Written instruction: Could you retype every one of the rows below, keeping each character unchanged?

Available data:

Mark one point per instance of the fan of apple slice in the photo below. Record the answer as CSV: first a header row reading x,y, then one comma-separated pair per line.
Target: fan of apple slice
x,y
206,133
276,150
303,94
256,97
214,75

Output of the task:
Mark one point per instance of the fan of apple slice in the photo below. Record the answer as CSV: first a header row reading x,y, then one comma-separated pair per line.
Target: fan of apple slice
x,y
206,133
276,150
303,94
256,97
214,75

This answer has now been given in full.